#### Instructions to follow
All the entries that follow are to be returned exactly.

-------- Supplied material

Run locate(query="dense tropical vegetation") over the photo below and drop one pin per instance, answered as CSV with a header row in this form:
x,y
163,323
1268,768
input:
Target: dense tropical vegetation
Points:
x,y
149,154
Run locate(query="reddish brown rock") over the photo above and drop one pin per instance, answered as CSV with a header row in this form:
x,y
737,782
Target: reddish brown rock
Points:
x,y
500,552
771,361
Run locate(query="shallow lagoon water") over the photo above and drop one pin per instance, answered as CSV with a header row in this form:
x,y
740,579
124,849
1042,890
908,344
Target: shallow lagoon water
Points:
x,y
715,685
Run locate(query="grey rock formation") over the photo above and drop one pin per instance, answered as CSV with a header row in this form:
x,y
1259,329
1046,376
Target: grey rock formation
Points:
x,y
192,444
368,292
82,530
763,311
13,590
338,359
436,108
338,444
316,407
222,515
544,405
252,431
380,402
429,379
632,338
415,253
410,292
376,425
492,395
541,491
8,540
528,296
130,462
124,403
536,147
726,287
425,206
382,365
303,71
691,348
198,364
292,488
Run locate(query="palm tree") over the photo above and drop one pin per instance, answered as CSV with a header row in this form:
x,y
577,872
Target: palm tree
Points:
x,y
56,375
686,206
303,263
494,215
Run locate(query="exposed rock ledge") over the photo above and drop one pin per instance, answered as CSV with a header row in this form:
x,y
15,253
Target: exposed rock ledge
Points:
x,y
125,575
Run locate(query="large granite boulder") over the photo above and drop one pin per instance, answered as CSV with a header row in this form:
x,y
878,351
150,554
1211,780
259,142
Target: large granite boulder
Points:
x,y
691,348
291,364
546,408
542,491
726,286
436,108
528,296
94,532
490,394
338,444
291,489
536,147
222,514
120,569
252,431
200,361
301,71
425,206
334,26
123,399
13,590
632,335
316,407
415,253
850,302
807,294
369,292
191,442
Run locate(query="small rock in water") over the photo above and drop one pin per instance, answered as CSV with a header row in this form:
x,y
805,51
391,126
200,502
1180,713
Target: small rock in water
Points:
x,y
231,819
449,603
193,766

----------------

#### Finished task
Run locate(query="dense tropical vegetation") over the photo below and drop one pin per instance, answered as CSV with a header row in this form:
x,y
163,323
1268,768
input:
Target: dense tropical vegetation
Points:
x,y
149,154
Run locate(query="reddish brown rock") over the photo above and drop one pin per instance, answered as CSV with a header row in this form:
x,y
737,782
Target: reddish brown rock
Points:
x,y
500,552
771,361
Run locate(query="shallow lagoon water") over the photo above and drop one pin per instance, answered as CSV with a header row in this form:
x,y
740,579
124,849
1042,890
908,344
Target: shallow lagoon water
Points:
x,y
715,685
Run locate(query="grey rock formation") over the photo above and drop one pin per instance, answered as CSV with a header row in this form:
x,y
1259,329
1046,376
Target: grey rock formation
Points:
x,y
192,444
368,292
82,530
763,311
13,590
338,359
436,108
338,444
316,407
222,515
544,405
252,431
380,402
429,379
632,338
415,253
410,292
376,425
492,395
541,491
8,540
528,296
130,462
124,403
536,147
726,287
425,206
382,365
303,71
691,348
198,364
292,488
Run locate(query="palm tree") over the photo above and drop one pin per instance, answered as CSV with a header row in this form:
x,y
577,872
Target: palm tree
Points:
x,y
56,375
686,206
303,263
494,215
Run locate(query="exposed rock ledge") over the photo above and drop one pin per instance, answered as CSV with a header row in this form:
x,y
15,253
Target: exposed rock ledge
Points:
x,y
125,575
Run locate(query="large granite boulder") over the photo above and drop one pin per instance, answered as CSV with a header row in this form:
x,y
878,351
150,554
1211,780
259,142
Target: large granite boulder
Points:
x,y
691,348
291,364
546,408
542,491
726,286
436,108
528,296
94,532
490,394
338,444
291,489
536,147
222,514
120,569
252,431
200,361
301,71
425,206
334,26
123,399
13,590
632,335
316,407
415,253
850,302
807,294
369,292
191,442
Run locate(query="small rock in water") over the photo above and drop one pin per instance, answered as CSV with a header row in this form:
x,y
805,51
391,126
200,502
1180,713
Target: small rock in water
Points:
x,y
231,819
449,603
193,766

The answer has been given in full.